» **OBJECTIFS**:
• A. D'après l'extrait sur le litige prud'homal, à quelle date [I] [Y] a-t-il interjeté appel du jugement du conseil de prud'hommes de Lyon ?
• B. Poursuivez l'extrait sur le litige prud'homal à partir de sa dernière phrase.

» **TEXTE FOURNI**:
______

Par correspondance du 16 août 2017, la SAS ERAS a convoqué [I] [Y] à un entretien préalable à son éventuel licenciement pour motif disciplinaire, fixé au 28 août suivant, et l’a mis à pied à titre conservatoire.

La SAS ERAS a procédé au licenciement de [I] [Y] pour faute grave, par correspondance du 4 septembre 2017.

Le 27 décembre 2017, [I] [Y] a saisi le conseil de prud’hommes d’une demande de rappel de salaires au titre des heures supplémentaires effectuées, ainsi que d’une contestation du licenciement dont il a ainsi fait l’objet et de demandes indemnitaires et salariales afférentes à la rupture du contrat de travail.

Par jugement en date du 10 octobre 2019, le conseil de prud’hommes de Lyon ‘ section encadrement, a :

DIT ET JUGÉ que le licenciement pour faute grave de [I] [Y] était fondé ;

DIT ET JUGÉ que la convention de forfait était applicable à Monsieur [Y] ;

En conséquence,

DÉBOUTÉ [I] [Y] de l’intégralité de ses demandes ;

DÉBOUTÉ [I] [Y] et la SAS ERAS de leurs demandes au titre de l’article 700 du code de procédure civile ;

CONDAMNÉ [I] [Y] aux entiers dépens de l’instance.

[I] [Y] a interjeté appel de cette décision le 8 novembre 2019.

Par ses dernières conclusions, notifiées par voie électronique le 15 mars 2022, auxquelles il convient expressément de se référer pour un plus ample exposé des prétentions et moyens, [I] [Y] sollicite de la cour de :

DIRE recevable et bien fondé l’appel qu’il a interjeté ;

INFIRMER le jugement rendu par le conseil de prud’hommes de Lyon en date du 10 octobre 2019 en ce qu’il a :

– dit et jugé que son licenciement pour faute grave était fondé ;

– dit et jugé que la convention de forfait lui était applicable ;

En conséquence,

– l’a débouté de l’intégralité de ses demandes ;

– l’a débouté, ainsi que la SAS ERAS de ses demandes au titre de l’article 700 du code de procédure civile ;

– l’a condamné aux entiers dépens de l’instance ;

Et statuant à nouveau,

1. Sur le licenciement :

JUGER qu’aucune faute disciplinaire n’est caractérisée ;

JUGER que le motif exact de son licenciement est un motif économique ;

JUGER que son licenciement est dépourvu de cause réelle et sérieuse ;

En conséquence,

CONDAMNER la société ERAS à lui payer les sommes suivantes :

– Rappel de salaires pour la période de mise à pied injustifiée (du 16/08/2017 au 04/09/2017) : 2 961,54 euros bruts

– Congés payés y afférents : 296,15 euros bruts

– Indemnité légale de licenciement : 3 650,21 euros bruts

– Indemnité de préavis : 16 425,96 euros bruts

– Congés payés sur préavis : 1 642,59 euros bruts

– Indemnité pour licenciement sans cause réelle et sérieuse : 32 851,92 euros

2. Sur la nullité de la convention de forfait :

JUGER que la convention de forfait-jours à laquelle il était soumis est nulle ;

En conséquence,

CONDAMNER la société ERAS à lui payer les sommes suivantes :

– Rappel de salaire au titre des heures supplémentaires : 32 810,02 euros

– Congés payés y afférents : 3 281 euros

– Indemnité pour travail dissimulé : 32 851,92 euros

ORDONNER la remise des documents de fin de contrat rectifiés ;

CONDAMNER la société ERAS à verser la somme de 3 000 euros en application des dispositions de l’article 700 du code de procédure civile au titre des frais irrépétibles de première instance ;

CONDAMNER la société ERAS à verser la somme de 3 000 euros en application des dispositions de l’article 700 du code de procédure civile au titre des frais irrépétibles d’appel ;

CONDAMNER la société ERAS aux entiers dépens de première instance et d’appel ;

ORDONNER l’exécution provisoire du jugement à intervenir.

______

» **ENSEMBLE DE LIGNES**:
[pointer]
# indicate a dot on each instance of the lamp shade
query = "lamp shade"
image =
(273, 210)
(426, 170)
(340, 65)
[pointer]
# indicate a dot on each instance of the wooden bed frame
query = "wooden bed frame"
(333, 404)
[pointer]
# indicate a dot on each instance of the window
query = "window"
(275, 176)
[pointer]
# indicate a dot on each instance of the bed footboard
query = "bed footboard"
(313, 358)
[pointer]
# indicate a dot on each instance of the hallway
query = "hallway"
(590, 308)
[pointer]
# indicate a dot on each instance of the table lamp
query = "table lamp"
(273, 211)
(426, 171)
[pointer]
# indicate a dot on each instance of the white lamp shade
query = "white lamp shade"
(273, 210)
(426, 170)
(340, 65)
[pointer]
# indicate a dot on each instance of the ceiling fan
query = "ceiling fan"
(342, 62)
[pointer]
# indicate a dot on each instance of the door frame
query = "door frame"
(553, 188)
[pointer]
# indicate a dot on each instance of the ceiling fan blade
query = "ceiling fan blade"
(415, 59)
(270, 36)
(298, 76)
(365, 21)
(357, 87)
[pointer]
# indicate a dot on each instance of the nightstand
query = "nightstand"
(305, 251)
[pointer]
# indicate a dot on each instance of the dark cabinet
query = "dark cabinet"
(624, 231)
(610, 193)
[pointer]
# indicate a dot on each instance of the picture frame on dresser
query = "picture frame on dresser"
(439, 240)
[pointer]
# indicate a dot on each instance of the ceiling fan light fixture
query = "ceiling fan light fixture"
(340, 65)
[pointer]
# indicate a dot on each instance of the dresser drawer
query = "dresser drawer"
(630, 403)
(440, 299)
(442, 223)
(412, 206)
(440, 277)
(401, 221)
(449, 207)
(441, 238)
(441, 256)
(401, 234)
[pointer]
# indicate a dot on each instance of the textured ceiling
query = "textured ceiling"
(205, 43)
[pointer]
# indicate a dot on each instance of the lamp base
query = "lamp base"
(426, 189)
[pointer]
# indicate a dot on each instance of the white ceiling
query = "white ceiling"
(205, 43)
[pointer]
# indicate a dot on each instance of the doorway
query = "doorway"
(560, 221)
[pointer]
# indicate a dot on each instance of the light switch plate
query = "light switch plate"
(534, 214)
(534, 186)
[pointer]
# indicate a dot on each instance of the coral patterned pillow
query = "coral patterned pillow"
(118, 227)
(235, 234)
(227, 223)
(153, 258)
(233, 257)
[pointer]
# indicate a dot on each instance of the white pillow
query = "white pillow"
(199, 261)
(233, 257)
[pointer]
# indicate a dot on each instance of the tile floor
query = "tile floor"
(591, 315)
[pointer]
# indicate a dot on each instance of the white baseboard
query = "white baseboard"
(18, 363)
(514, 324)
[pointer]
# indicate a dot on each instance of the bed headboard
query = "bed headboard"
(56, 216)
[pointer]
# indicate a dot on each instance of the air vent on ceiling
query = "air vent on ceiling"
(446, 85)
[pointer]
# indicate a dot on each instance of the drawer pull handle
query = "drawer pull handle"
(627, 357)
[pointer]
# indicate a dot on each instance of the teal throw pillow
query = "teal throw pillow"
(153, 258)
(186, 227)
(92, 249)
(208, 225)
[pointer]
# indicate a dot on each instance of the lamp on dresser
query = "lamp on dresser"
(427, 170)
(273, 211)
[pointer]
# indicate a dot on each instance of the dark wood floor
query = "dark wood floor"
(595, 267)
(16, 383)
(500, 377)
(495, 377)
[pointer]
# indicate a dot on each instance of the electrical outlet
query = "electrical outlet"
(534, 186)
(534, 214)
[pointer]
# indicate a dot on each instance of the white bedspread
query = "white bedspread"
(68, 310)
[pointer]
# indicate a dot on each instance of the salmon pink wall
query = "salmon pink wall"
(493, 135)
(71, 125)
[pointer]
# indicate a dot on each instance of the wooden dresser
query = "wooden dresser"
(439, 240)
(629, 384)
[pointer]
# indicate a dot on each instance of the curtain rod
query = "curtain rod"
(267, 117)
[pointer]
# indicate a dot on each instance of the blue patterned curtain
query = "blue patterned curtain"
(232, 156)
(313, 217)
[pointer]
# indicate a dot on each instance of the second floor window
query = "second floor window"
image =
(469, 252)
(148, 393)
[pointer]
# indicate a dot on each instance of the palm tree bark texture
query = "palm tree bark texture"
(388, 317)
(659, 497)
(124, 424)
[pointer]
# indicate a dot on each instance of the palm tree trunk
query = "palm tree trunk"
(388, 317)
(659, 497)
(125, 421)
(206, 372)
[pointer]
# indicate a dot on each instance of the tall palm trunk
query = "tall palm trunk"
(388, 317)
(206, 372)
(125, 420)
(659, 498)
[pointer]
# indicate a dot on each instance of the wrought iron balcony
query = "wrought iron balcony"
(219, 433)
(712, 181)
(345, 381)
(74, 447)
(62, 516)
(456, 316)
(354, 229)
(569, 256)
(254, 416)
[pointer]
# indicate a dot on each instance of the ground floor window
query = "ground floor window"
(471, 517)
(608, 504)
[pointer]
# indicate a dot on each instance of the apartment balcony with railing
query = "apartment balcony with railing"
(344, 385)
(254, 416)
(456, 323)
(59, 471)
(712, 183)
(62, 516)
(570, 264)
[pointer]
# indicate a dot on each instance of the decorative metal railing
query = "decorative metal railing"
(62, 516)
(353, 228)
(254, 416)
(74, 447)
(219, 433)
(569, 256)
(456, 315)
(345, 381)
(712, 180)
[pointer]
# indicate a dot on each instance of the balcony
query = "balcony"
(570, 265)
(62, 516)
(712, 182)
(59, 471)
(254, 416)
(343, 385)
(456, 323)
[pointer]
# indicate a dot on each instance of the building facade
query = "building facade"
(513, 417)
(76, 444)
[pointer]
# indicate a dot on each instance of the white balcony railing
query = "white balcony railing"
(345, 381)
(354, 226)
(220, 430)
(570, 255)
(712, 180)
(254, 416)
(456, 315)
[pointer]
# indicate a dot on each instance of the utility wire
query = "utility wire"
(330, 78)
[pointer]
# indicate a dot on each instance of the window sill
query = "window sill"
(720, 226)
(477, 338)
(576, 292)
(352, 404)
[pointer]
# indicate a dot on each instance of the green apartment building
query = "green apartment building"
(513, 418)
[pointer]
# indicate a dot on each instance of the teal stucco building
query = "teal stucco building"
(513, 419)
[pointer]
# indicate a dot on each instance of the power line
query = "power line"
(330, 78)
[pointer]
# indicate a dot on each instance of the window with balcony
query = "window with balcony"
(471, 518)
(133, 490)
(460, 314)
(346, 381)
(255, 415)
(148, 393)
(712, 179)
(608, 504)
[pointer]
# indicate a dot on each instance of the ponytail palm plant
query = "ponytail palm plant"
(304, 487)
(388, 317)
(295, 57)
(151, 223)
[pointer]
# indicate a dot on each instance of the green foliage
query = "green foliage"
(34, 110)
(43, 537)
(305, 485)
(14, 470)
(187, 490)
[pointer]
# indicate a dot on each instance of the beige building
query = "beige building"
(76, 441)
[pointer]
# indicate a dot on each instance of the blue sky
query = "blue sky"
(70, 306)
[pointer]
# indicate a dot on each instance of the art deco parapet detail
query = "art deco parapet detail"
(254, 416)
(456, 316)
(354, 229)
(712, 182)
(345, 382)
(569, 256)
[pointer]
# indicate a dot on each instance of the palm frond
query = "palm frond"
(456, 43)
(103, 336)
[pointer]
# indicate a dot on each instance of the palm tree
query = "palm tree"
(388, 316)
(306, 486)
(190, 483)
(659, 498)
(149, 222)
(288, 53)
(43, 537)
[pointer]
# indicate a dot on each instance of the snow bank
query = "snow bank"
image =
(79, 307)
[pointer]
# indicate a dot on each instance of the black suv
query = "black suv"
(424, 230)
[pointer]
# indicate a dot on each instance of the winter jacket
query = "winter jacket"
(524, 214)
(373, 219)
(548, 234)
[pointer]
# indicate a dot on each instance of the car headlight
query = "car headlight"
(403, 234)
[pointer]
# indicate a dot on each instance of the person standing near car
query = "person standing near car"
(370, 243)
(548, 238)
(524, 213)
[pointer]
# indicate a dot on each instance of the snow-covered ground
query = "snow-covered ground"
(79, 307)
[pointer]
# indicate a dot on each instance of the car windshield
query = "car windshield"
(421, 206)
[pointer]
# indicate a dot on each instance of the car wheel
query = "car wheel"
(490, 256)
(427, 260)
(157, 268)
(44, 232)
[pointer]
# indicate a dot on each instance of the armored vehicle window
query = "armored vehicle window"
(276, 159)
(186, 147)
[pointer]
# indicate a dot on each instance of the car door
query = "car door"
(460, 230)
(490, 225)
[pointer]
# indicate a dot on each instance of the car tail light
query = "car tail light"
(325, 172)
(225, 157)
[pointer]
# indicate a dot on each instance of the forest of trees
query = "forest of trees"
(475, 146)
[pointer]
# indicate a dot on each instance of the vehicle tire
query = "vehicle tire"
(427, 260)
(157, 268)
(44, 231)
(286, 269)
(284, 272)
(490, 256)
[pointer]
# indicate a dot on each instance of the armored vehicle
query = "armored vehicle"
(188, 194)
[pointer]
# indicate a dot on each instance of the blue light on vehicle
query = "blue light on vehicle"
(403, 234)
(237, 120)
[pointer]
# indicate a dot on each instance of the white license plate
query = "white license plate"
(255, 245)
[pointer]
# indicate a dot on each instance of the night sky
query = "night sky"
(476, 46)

______

» **RÉPONSES AUX EXERCICES**:
• A. Le 8 novembre 2019.

• B.
Par conclusions notifiées par voie électronique le 23 avril 2020, auxquelles il convient expressément de se référer pour un plus ample exposé des prétentions et moyens, la SAS ERAS sollicite de la cour de :

CONFIRMER le jugement entrepris en ce qu’il a :

– Dit et jugé que le licenciement pour faute grave de [I] [Y] est fondé,

– Dit et jugé que la convention de forfait est applicable à Monsieur [Y],

En conséquence,

– Débouté [I] [Y] de l’intégralité de ses demandes,

– Débouté [I] [Y] de sa demande au titre de l’article 700 du code de procédure civile,

– Condamné [I] [Y] aux entiers dépens de l’instance ;

CONDAMNER Monsieur [Y] à lui verser la somme de 3 000 euros sur le fondement de l’article 700 du code de procédure civile ;

CONDAMNER le même aux entiers dépens d’instance.

La clôture de l’instruction de l’affaire a été prononcée le 12 mai 2022 et l’affaire fixée pour être plaidée à l’audience du 15 juin suivant.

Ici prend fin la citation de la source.